Given information =>
• • • • •

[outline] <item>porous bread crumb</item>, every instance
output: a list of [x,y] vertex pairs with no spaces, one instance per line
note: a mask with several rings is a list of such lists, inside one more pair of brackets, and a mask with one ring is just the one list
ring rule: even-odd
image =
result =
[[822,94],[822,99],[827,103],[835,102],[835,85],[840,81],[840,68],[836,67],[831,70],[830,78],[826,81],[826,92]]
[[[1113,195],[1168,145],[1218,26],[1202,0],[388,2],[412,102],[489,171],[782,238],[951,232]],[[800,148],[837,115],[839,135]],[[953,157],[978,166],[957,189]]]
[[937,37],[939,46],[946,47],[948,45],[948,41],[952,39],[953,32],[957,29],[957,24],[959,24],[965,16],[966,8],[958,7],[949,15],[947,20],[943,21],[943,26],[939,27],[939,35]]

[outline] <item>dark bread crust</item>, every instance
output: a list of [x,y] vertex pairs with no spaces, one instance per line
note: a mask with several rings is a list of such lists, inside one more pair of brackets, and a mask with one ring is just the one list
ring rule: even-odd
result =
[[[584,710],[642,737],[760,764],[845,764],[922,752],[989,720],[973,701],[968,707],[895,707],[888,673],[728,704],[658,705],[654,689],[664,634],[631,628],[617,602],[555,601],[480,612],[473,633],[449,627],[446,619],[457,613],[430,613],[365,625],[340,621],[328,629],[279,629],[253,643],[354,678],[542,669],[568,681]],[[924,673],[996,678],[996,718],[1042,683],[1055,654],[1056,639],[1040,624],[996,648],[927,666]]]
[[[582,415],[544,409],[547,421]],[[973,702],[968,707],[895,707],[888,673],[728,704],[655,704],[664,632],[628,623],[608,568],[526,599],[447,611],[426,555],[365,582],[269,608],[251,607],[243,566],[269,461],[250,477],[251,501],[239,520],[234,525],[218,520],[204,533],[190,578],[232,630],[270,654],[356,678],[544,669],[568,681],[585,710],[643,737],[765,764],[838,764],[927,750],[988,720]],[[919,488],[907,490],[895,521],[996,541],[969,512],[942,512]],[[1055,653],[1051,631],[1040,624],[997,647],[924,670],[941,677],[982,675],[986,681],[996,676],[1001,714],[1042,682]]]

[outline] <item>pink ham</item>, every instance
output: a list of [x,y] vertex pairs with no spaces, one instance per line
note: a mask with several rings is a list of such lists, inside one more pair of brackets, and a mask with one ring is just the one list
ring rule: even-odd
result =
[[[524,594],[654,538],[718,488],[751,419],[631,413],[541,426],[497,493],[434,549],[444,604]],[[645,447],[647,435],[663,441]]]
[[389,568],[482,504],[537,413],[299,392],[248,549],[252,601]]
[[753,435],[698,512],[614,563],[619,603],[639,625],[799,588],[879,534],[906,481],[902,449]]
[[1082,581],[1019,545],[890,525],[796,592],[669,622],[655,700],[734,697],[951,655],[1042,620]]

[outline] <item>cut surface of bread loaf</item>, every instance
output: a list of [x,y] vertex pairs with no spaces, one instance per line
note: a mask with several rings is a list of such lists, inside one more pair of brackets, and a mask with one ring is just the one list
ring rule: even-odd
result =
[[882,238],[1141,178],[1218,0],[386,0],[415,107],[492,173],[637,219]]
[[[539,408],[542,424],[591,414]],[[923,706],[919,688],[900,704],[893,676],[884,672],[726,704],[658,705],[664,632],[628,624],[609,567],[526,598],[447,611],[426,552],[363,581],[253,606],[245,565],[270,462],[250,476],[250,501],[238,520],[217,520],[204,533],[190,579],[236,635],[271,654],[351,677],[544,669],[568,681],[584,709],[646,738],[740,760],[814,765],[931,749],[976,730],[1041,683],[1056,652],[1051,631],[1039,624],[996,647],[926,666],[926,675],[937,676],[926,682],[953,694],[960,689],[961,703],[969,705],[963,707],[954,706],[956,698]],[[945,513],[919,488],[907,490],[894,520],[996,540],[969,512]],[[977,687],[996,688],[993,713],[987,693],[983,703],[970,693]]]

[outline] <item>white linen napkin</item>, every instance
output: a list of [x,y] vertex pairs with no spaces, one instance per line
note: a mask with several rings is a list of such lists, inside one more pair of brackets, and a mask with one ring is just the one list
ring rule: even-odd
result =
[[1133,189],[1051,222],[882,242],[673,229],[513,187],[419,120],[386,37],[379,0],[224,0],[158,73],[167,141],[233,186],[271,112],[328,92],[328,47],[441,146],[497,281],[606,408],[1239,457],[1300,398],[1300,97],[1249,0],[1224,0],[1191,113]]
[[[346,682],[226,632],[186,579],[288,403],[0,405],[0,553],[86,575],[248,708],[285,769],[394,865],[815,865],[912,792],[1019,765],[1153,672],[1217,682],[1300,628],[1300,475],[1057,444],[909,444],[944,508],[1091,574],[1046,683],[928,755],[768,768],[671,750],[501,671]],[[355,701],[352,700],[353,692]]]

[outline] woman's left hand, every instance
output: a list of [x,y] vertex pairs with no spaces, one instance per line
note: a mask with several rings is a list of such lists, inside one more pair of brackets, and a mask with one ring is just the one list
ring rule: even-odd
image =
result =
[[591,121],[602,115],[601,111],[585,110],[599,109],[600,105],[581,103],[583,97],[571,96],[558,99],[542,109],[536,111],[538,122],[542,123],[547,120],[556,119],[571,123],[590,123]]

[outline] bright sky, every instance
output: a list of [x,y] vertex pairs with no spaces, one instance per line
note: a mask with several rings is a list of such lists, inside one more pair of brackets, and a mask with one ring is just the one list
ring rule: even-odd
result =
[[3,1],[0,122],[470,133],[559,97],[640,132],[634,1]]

• • • • •

What you need to do => Return a copy of each line of the material that holds the word "every".

Response =>
[outline] <item>porous bread crumb</item>, every instance
[outline] <item>dark bread crust</item>, every instance
[outline] <item>pink ham</item>, every instance
[outline] <item>cut surface of bread loaf</item>, every instance
[outline] <item>white linen napkin</item>, every instance
[outline] woman's left hand, every instance
[outline] bright sky, every instance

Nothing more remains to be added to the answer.